Depois da Segunda Guerra Mundial, a Grã-Bretanha decidiu em fevereiro de 1947 renunciar ao Mandato e confiar o problema da Palestina à ONU. Em 29 de novembro de 1947 a Assembleia Geral da ONU aprovou a resolução 181, que previa a partilha da Palestina em dois Estados, um judaico e outro árabe, tendo Jerusalém um estatuto especial. A partição da Palestina foi discutida e aprovada num clima condicionado pelo recente genocídio dos judeus às mãos do regime nazi e pela sorte dos sobreviventes (o caso do navio Exodus é de julho de 1947); mas a solução adotada traduziu-se na penalização do povo palestino por um crime que não tinha cometido. Além da sua injustiça essencial, o plano atribuía 45% do território da Palestina ao Estado árabe e 55% ao Estado judaico, embora os judeus só fossem proprietários de 7% das terras e representassem 33% da população. Os sionistas concordaram com o plano de partição, que não tencionavam respeitar. Para os palestinos a partição era totalmente inaceitável: não podiam concordar com a alienação do seu território histórico.
Os sionistas iniciaram de imediato uma operação de limpeza étnica. As inúmeras atrocidades não foram cometidas ao acaso, mas integradas no Plano Dalet (descrito em pormenor em Ilan Pappe, The Ethnic Cleansing of Palestine), que visava limpar o futuro Estado judaico do maior número possível de palestinos no menor tempo possível, de modo a colocar a ONU, os EUA e os países árabes diante de um fato consumado.

#### [TAREFA CURTA A]
Indique quantas linhas dos registos contêm a palavra "person", respondendo apenas com o número.

#### [DADOS PARA PROCESSAMENTO]

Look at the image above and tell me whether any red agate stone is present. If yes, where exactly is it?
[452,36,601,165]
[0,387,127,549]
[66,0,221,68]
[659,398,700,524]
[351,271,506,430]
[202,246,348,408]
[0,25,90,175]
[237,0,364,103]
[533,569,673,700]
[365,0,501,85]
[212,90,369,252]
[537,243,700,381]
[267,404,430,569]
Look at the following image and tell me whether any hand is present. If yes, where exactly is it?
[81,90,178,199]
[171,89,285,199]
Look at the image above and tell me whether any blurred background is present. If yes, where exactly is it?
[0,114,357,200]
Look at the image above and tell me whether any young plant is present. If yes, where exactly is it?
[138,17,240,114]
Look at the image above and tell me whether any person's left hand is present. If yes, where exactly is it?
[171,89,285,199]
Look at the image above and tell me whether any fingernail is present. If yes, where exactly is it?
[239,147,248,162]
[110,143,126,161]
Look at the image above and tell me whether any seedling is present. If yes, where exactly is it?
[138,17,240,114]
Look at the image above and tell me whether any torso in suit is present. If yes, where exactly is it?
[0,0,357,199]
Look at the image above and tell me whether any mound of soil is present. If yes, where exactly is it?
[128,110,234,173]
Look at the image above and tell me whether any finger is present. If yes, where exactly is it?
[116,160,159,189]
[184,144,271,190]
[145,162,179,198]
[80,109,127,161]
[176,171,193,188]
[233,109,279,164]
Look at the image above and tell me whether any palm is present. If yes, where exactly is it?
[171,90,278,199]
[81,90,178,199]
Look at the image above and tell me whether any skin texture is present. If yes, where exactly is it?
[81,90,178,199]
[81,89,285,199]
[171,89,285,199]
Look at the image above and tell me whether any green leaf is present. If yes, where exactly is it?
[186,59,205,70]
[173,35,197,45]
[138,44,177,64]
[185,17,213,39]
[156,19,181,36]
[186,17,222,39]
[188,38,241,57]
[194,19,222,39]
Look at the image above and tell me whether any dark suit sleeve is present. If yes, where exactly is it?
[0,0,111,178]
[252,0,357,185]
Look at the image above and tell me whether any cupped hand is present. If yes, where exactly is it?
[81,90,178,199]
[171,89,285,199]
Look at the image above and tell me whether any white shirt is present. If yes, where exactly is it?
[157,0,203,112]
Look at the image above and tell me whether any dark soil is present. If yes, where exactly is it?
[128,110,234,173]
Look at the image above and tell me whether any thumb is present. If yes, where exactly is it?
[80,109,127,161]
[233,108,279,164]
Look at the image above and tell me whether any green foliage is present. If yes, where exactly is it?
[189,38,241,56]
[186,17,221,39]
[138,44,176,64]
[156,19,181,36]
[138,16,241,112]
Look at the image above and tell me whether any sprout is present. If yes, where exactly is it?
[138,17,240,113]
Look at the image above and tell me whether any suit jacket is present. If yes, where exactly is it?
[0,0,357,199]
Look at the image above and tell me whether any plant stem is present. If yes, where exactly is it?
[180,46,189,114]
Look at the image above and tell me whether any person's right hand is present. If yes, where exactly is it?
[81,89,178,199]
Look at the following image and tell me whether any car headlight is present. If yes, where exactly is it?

#### [TAREFA CURTA B]
Enumere todas as percentagens que aparecem no excerto sobre a partilha da Palestina.

#### [RESPOSTA COMPLETA A]
2

#### [RESPOSTA COMPLETA B]
45%, 55%, 7%, 33%